**Work required**
In the article, condense the paragraph beginning "In 2008, when he was 84" into two sentences that keep its main facts.

[Opening Document section section]

Remembering when Christmas was new to western Nunavut

“There were no celebrations. People lived in snow houses and for survival the men went out to look for seal holes every day”

A stained glass window at St. George’s Anglican Church in Cambridge Bay shows a scene of Joseph and Mary with baby Jesus in an igloo. (Photo by Jane George)

By Jane George

In 2008, when he was 84, Bishop John “Jack” Sperry spoke to Nunatsiaq News about his memories of Christmas in the 1950s and 1960s when he lived in Coppermine, now known as Kugluktuk. Sperry died in February 2012 at 87, but his legacy endures through his Inuinnaqtun translations of Bible verses, prayer books and hymns, as well as Christmas carols sung in western Nunavut. We share this interview again with you during this holiday season.

Christmas, as it is celebrated today, was unknown in 1950, when John “Jack” Sperry first arrived as an Anglican missionary to Coppermine, now known as Kugluktuk.

Kitengmiut Inuit of the region traditionally held their celebrations in the spring, because during the dark, cold days of December, there was nothing to do but concentrate on survival, Sperry said.

[Closing Document section section]
[Opening Given information section]

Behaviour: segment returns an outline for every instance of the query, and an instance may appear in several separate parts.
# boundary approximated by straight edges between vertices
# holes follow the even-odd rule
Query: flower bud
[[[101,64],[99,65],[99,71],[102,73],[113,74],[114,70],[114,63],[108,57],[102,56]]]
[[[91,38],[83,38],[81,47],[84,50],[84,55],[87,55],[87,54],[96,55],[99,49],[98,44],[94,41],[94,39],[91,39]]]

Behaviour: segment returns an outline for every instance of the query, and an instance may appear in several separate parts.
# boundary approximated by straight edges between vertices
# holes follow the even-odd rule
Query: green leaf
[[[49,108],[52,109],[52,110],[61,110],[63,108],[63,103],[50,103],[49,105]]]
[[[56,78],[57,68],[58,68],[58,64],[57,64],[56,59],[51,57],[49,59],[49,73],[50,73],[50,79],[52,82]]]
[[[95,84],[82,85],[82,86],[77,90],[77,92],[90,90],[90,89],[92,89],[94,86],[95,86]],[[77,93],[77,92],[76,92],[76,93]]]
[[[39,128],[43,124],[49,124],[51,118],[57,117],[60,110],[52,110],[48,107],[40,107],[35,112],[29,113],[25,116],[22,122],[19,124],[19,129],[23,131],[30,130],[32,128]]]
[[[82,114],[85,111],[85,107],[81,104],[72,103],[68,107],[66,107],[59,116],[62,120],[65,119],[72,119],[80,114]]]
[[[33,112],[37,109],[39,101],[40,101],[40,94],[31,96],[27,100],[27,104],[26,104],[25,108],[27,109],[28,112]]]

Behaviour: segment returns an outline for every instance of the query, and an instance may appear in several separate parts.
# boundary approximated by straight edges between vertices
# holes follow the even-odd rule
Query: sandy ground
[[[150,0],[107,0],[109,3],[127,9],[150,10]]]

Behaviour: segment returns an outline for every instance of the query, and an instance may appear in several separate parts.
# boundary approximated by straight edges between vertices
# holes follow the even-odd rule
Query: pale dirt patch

[Closing Given information section]

**Answer section**
In 2008, at 84, Bishop John "Jack" Sperry told Nunatsiaq News about his Christmases in the 1950s and 1960s in Coppermine, now Kugluktuk, and the interview is being shared again this holiday season. He died in February 2012 at 87, but his legacy lives on in his Inuinnaqtun translations of Bible verses, prayer books and hymns, and in the Christmas carols sung in western Nunavut.